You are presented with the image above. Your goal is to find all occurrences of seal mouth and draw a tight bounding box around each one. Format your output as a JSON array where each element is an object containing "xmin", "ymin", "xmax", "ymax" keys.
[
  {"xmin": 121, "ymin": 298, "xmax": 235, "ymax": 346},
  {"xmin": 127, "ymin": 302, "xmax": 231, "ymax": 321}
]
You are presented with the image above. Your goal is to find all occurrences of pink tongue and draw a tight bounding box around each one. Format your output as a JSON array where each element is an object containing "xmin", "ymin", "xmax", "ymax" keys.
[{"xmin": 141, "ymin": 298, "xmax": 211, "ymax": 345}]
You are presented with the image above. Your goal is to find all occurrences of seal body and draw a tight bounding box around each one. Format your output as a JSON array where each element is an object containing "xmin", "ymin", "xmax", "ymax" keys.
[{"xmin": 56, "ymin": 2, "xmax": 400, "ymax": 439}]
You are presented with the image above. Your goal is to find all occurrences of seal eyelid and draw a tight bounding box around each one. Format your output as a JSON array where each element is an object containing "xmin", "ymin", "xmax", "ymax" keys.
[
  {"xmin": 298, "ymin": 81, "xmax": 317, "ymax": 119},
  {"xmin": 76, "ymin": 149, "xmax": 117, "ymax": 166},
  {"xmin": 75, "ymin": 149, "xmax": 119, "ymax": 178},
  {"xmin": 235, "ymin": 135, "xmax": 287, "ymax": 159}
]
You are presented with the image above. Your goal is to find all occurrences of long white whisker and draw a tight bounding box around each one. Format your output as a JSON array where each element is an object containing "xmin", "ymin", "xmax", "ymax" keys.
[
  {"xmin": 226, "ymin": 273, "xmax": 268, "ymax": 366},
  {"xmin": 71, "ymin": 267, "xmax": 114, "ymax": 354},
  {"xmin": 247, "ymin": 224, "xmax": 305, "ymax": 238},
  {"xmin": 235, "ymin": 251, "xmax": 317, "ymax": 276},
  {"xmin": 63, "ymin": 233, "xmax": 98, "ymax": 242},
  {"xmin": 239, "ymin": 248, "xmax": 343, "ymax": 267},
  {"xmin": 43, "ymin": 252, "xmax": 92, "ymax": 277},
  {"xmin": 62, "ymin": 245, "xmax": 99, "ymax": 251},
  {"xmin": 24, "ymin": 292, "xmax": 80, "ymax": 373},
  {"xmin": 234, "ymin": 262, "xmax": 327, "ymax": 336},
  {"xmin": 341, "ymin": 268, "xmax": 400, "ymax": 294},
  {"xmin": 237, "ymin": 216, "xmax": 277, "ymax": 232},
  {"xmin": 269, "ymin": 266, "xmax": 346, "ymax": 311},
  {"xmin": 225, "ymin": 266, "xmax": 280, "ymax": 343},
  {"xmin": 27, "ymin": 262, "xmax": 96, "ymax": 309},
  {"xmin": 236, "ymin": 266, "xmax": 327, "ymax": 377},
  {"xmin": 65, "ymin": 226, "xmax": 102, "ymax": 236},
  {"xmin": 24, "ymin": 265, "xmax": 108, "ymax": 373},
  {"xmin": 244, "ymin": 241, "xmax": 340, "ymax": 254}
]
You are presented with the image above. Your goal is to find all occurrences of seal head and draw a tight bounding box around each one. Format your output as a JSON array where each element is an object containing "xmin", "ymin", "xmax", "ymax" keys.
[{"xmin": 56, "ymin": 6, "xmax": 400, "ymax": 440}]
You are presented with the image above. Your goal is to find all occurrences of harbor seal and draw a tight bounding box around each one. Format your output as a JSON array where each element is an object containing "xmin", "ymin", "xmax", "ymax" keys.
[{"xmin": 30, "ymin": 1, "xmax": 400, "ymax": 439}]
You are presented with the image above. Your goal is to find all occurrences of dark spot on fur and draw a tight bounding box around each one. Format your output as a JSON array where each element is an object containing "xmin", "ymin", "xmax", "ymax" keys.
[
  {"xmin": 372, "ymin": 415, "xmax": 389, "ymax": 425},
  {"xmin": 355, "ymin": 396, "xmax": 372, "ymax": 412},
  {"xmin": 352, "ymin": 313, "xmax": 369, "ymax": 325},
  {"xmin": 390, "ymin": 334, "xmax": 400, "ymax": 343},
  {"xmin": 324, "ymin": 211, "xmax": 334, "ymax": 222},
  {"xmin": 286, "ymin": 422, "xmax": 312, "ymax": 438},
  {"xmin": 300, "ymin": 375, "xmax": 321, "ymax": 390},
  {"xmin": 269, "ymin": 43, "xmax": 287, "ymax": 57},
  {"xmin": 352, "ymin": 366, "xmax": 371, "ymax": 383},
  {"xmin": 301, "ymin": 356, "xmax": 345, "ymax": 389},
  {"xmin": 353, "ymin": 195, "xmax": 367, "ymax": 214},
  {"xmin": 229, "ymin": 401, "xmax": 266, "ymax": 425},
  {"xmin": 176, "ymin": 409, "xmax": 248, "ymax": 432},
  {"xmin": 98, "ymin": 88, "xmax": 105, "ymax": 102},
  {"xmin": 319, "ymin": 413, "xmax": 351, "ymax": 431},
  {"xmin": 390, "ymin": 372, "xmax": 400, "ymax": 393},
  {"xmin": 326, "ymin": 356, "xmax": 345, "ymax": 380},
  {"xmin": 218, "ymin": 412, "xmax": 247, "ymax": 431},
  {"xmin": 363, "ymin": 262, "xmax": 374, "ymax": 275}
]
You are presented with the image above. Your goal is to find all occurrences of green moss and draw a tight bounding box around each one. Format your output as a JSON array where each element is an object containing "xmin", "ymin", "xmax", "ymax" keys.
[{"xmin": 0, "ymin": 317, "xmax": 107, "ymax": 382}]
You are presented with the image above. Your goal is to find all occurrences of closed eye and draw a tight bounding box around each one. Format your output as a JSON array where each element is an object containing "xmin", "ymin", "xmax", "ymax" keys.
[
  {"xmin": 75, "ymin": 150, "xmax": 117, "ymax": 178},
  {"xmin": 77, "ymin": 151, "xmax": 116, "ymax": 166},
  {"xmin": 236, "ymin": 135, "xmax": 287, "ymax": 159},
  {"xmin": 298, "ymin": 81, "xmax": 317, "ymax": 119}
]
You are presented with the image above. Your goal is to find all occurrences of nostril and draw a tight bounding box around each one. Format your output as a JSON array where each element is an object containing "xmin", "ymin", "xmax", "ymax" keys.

□ □ □ □ □

■ ASSIGNMENT ■
Could you repeat every record above exactly as it is written?

■ REPLY ■
You are presented with the image above. Your goal is to find all occurrences of seal mouth and draw a tight bounding box around each one. Format your output as a JSON array where each element is an object containing "xmin", "ymin", "xmax", "ymax" keys.
[
  {"xmin": 121, "ymin": 298, "xmax": 235, "ymax": 346},
  {"xmin": 127, "ymin": 302, "xmax": 231, "ymax": 321}
]
You are presented with the image above. Your goal is to find all occurrences of pink tongue and draw a tight bounding box around each one. Format your output as a JSON array where each element is an object containing "xmin", "ymin", "xmax", "ymax" keys.
[{"xmin": 141, "ymin": 298, "xmax": 211, "ymax": 345}]
You are presented with the image above. Your goal is to find all occurrences of seal body and draw a tight bounding box around each one. Format your output as a JSON array where each element is an object containing "xmin", "ymin", "xmax", "ymax" keys.
[{"xmin": 56, "ymin": 2, "xmax": 400, "ymax": 439}]
You are presented with the image above. Your goal is to find all occurrences of seal eyelid and draw a tight bounding box around each one. Format your output as a JSON array where each element is an object containing "xmin", "ymin", "xmax", "ymax" keys.
[
  {"xmin": 298, "ymin": 81, "xmax": 317, "ymax": 119},
  {"xmin": 76, "ymin": 149, "xmax": 117, "ymax": 166},
  {"xmin": 75, "ymin": 149, "xmax": 119, "ymax": 178},
  {"xmin": 235, "ymin": 135, "xmax": 287, "ymax": 159}
]
You are presented with the image above. Your goal is to find all occurrences of long white whisker and draw a tight bounding box around each one. Format your output as a JSON array where each element is an object containing "xmin", "ymin", "xmax", "ymax" keys.
[
  {"xmin": 226, "ymin": 273, "xmax": 268, "ymax": 366},
  {"xmin": 71, "ymin": 267, "xmax": 114, "ymax": 354},
  {"xmin": 247, "ymin": 224, "xmax": 305, "ymax": 238},
  {"xmin": 235, "ymin": 251, "xmax": 317, "ymax": 276},
  {"xmin": 63, "ymin": 233, "xmax": 98, "ymax": 242},
  {"xmin": 239, "ymin": 248, "xmax": 343, "ymax": 267},
  {"xmin": 43, "ymin": 252, "xmax": 92, "ymax": 277},
  {"xmin": 62, "ymin": 245, "xmax": 99, "ymax": 251},
  {"xmin": 24, "ymin": 292, "xmax": 80, "ymax": 373},
  {"xmin": 234, "ymin": 262, "xmax": 327, "ymax": 336},
  {"xmin": 341, "ymin": 268, "xmax": 400, "ymax": 294},
  {"xmin": 237, "ymin": 216, "xmax": 277, "ymax": 232},
  {"xmin": 269, "ymin": 266, "xmax": 346, "ymax": 311},
  {"xmin": 225, "ymin": 266, "xmax": 280, "ymax": 343},
  {"xmin": 27, "ymin": 262, "xmax": 96, "ymax": 309},
  {"xmin": 236, "ymin": 266, "xmax": 327, "ymax": 377},
  {"xmin": 65, "ymin": 226, "xmax": 102, "ymax": 236},
  {"xmin": 24, "ymin": 265, "xmax": 108, "ymax": 373},
  {"xmin": 244, "ymin": 241, "xmax": 340, "ymax": 254}
]
You are presented with the image above. Your goal is to find all occurrences of seal head and draw a tight bounding box around each one. Format your output as a JSON array where each element is an object containing "xmin", "ymin", "xmax", "ymax" keys.
[{"xmin": 56, "ymin": 6, "xmax": 400, "ymax": 440}]
You are presented with the image above. Your goal is to find all occurrences of harbor seal and draw a tight bounding box around each one. Format your output as a JSON array where each element is an object containing "xmin", "ymin", "xmax", "ymax" keys.
[{"xmin": 30, "ymin": 1, "xmax": 400, "ymax": 439}]
You are presented with the image above. Your goal is to find all occurrences of dark spot on fur and draw a tight bounding box around each one. Format your output as a JSON array where each element is an object containing "xmin", "ymin", "xmax", "ymax" keys.
[
  {"xmin": 372, "ymin": 415, "xmax": 389, "ymax": 425},
  {"xmin": 355, "ymin": 396, "xmax": 372, "ymax": 412},
  {"xmin": 352, "ymin": 313, "xmax": 369, "ymax": 325},
  {"xmin": 390, "ymin": 334, "xmax": 400, "ymax": 343},
  {"xmin": 324, "ymin": 211, "xmax": 334, "ymax": 222},
  {"xmin": 286, "ymin": 422, "xmax": 312, "ymax": 438},
  {"xmin": 300, "ymin": 375, "xmax": 321, "ymax": 390},
  {"xmin": 269, "ymin": 43, "xmax": 287, "ymax": 57},
  {"xmin": 352, "ymin": 366, "xmax": 371, "ymax": 383},
  {"xmin": 301, "ymin": 356, "xmax": 345, "ymax": 389},
  {"xmin": 353, "ymin": 195, "xmax": 367, "ymax": 214},
  {"xmin": 229, "ymin": 401, "xmax": 266, "ymax": 425},
  {"xmin": 176, "ymin": 409, "xmax": 248, "ymax": 432},
  {"xmin": 98, "ymin": 88, "xmax": 105, "ymax": 102},
  {"xmin": 319, "ymin": 413, "xmax": 351, "ymax": 431},
  {"xmin": 390, "ymin": 372, "xmax": 400, "ymax": 393},
  {"xmin": 326, "ymin": 356, "xmax": 345, "ymax": 380},
  {"xmin": 218, "ymin": 412, "xmax": 247, "ymax": 431},
  {"xmin": 363, "ymin": 262, "xmax": 374, "ymax": 275}
]
You are presented with the image above. Your goal is to find all occurrences of green moss and draw a tight bounding box around each one. Format your output as a JSON array where each element is an object containing "xmin", "ymin", "xmax", "ymax" keys.
[{"xmin": 0, "ymin": 317, "xmax": 107, "ymax": 382}]
You are presented with the image above. Your goal is to find all occurrences of closed eye and draw a tight bounding box around each one. Format your output as a JSON array where each element is an object containing "xmin", "ymin", "xmax", "ymax" keys.
[
  {"xmin": 75, "ymin": 150, "xmax": 117, "ymax": 178},
  {"xmin": 77, "ymin": 151, "xmax": 116, "ymax": 166},
  {"xmin": 236, "ymin": 135, "xmax": 287, "ymax": 159},
  {"xmin": 298, "ymin": 81, "xmax": 317, "ymax": 119}
]
You are presented with the image above. Your goal is to find all occurrences of nostril and draw a tight bounding box around each one. Format your output as a JSON array where each element is an object containing "xmin", "ymin", "xmax", "ymax" keys.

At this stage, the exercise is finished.